— Tasks —
a) Copy the stretch of the radish article from "Radish has many" through "dal or sambar." word for word.
b) Extend the radish article, picking up right after its last sentence.

— Document passage —
============
Radish has many medicinal benefits

PHOTO: RITU RAJ KONWAR

Pungent ‘n’ spicy Radish

“The beet is the most intense of vegetables. The radish, admittedly, is more feverish, but the fire of the radish is a cold fire, the fire of discontent, not of passion.”

Tom Robbins, A Cook’s Book of Quotations

The radish belongs to the mustard family and is a close relative of the cabbage, cauliflower, horseradish, kale and turnip. The flowers, leaves, root, seed and seedpod are all edible. Indians eat the radish root fried, curried or added to dal or sambar.

The root is ideal for pickling. If you can stand the strong smell, it is good even as a salad vegetable. The tops are a popular leafy vegetable.

The skin on the root comes in many colours: white, red, black and purple. A 100 gm of the root contains just 16 calories.

The leaves contain considerably more calories.
============
Records taken from a dataset
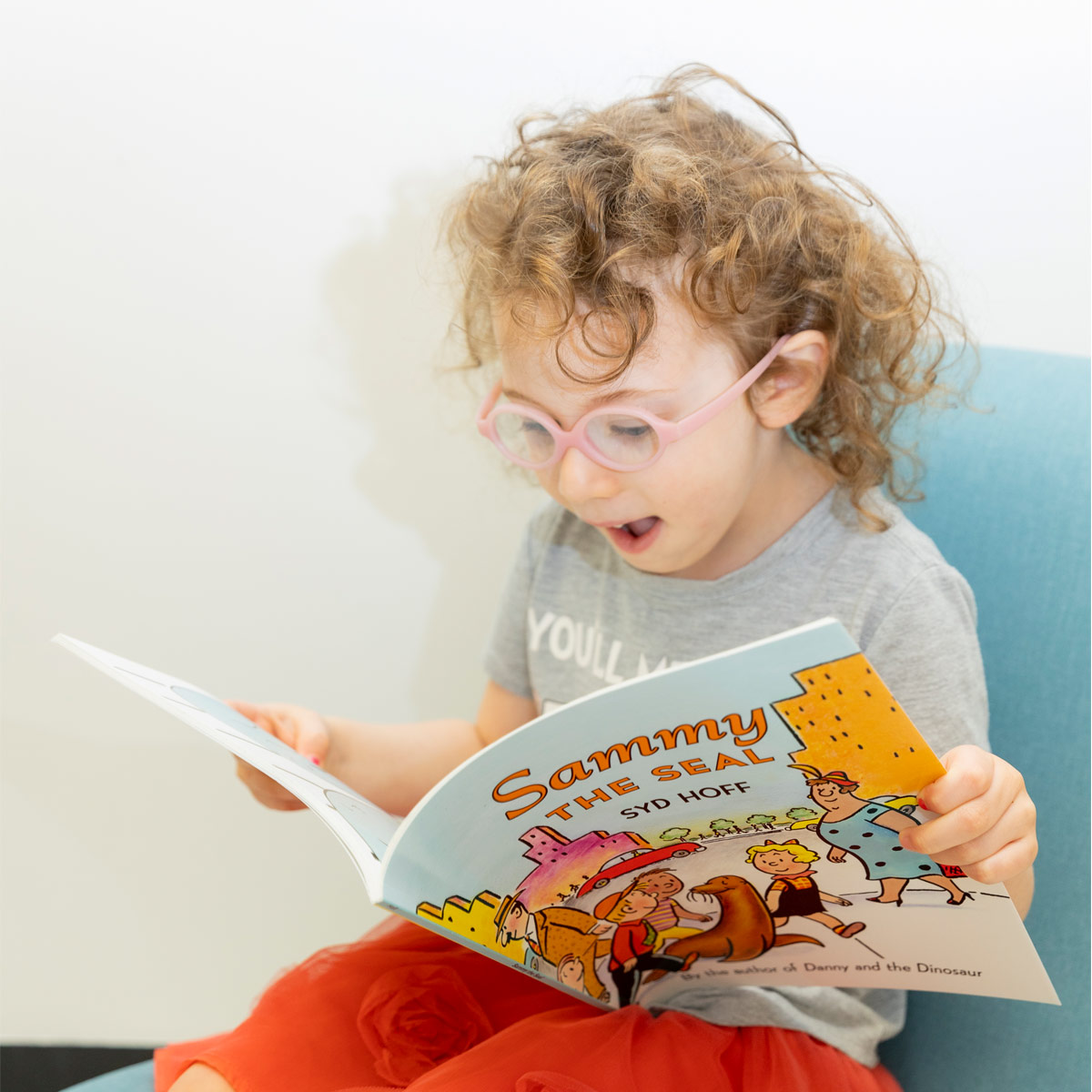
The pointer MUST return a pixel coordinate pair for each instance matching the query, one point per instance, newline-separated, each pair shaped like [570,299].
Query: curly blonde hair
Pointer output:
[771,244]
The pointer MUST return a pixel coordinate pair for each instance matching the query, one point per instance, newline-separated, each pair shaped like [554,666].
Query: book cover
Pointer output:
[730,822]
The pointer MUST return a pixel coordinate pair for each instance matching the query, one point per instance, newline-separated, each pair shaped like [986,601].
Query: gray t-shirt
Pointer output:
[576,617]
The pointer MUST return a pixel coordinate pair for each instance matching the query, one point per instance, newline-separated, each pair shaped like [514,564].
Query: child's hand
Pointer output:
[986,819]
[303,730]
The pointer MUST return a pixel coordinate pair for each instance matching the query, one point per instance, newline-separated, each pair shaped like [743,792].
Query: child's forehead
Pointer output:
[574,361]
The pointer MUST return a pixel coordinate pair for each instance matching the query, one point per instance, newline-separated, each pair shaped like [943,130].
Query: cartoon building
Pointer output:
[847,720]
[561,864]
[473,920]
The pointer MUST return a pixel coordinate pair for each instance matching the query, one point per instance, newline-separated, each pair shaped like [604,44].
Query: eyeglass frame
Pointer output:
============
— Answers for the exercise —
a)
Radish has many medicinal benefits

PHOTO: RITU RAJ KONWAR

Pungent ‘n’ spicy Radish

“The beet is the most intense of vegetables. The radish, admittedly, is more feverish, but the fire of the radish is a cold fire, the fire of discontent, not of passion.”

Tom Robbins, A Cook’s Book of Quotations

The radish belongs to the mustard family and is a close relative of the cabbage, cauliflower, horseradish, kale and turnip. The flowers, leaves, root, seed and seedpod are all edible. Indians eat the radish root fried, curried or added to dal or sambar.

b)
The plant is rich in Vitamin C and potassium. In fact, the root matches the banana in potassium, and contains half the Vitamin C of an orange. Glucosinolates give the root and leaves a strong smell and a characteristic pungent, spicy flavour. These same molecules also give mustard a pungent bite.

Chinese medicine

In Chinese medicine and other traditional systems of medicine, the radish finds use as a digestive, laxative, expectorant, poultice, antispasmodic and diuretic.

As in the cabbage, cauliflower and kale, the glucosinolates in raddish are well known as goitrogens: they can inhibit the thyroid gland and cause goitre.

Glucosinolates are currently the focus of anti-cancer research, but it is a long way yet from the laboratory to the drugstore.